-- Exercise --
From the listing below, copy out every line that contains the string "part", treating uppercase and lowercase as different.

··· The input ···

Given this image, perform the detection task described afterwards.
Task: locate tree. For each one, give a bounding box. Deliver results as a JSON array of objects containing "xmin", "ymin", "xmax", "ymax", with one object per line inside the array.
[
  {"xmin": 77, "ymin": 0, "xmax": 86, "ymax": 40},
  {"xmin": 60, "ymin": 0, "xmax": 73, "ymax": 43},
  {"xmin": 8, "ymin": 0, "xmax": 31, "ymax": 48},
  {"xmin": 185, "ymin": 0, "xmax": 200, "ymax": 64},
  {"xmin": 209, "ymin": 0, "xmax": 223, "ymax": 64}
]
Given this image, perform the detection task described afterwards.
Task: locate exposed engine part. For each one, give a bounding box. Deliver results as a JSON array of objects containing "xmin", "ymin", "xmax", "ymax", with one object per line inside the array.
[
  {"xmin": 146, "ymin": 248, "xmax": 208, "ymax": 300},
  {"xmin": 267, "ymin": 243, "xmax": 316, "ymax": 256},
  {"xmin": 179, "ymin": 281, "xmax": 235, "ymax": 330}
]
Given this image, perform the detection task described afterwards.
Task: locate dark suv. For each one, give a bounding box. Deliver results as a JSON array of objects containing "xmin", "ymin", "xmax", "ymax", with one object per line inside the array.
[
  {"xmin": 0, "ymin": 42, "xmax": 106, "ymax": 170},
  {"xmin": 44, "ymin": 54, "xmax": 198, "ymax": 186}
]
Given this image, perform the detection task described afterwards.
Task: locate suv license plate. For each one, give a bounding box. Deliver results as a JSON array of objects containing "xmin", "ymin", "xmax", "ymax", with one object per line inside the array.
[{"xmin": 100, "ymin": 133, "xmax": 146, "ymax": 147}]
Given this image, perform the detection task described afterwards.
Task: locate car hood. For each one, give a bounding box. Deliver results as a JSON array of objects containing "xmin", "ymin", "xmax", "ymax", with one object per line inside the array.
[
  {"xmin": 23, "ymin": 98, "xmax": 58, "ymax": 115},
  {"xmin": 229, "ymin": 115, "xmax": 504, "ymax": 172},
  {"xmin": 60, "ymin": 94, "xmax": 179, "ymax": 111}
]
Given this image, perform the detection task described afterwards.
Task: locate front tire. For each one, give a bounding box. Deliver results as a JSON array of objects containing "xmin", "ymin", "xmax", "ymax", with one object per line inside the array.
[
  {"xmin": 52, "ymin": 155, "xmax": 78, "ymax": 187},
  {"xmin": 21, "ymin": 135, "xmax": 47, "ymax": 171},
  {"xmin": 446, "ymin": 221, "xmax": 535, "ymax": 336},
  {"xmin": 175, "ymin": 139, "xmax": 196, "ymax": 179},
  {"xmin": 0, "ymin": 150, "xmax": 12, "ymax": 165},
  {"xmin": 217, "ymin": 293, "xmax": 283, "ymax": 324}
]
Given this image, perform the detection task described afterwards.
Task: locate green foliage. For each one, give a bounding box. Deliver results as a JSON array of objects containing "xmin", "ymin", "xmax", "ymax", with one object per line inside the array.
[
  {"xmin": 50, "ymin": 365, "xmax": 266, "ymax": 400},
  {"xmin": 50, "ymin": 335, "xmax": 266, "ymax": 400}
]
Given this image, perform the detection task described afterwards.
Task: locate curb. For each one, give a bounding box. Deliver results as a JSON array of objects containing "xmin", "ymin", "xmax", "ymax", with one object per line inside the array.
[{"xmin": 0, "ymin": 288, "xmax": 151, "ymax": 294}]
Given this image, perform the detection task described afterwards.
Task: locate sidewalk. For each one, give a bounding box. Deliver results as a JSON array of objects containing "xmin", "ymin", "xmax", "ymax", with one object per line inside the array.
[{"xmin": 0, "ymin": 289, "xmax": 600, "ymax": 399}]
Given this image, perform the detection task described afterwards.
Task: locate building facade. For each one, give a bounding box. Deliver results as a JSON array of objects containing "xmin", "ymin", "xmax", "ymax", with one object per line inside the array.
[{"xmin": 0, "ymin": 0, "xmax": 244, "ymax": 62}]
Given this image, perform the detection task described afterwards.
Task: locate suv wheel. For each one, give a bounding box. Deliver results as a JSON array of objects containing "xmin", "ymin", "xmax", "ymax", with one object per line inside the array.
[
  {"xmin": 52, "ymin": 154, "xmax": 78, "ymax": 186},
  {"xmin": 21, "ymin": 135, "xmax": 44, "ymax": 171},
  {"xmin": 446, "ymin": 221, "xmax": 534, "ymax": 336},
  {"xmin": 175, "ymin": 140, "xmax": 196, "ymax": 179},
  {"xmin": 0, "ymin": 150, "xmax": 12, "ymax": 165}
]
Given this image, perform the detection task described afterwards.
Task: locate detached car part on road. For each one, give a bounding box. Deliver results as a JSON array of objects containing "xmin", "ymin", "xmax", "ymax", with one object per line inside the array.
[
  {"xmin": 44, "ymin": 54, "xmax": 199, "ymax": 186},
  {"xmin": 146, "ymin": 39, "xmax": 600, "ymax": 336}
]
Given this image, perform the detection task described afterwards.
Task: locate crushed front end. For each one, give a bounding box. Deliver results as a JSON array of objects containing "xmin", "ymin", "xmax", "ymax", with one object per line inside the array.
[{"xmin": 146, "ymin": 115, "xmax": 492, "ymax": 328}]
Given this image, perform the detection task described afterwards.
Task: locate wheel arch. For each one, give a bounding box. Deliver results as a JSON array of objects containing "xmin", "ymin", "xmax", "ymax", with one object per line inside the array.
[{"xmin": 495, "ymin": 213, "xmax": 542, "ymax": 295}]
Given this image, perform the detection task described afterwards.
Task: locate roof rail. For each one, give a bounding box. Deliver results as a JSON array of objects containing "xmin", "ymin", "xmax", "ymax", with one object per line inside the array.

···

-- Solution to this exercise --
Task: locate exposed engine part. For each one, give a bounding box. Deliver results as a JSON array of objects containing "xmin", "ymin", "xmax", "ymax", with one object per line inside the array.
Task: locate detached car part on road. For each one, give a bounding box. Deliver results as a JSON array of objects containing "xmin", "ymin", "xmax", "ymax", with one object per line inside the array.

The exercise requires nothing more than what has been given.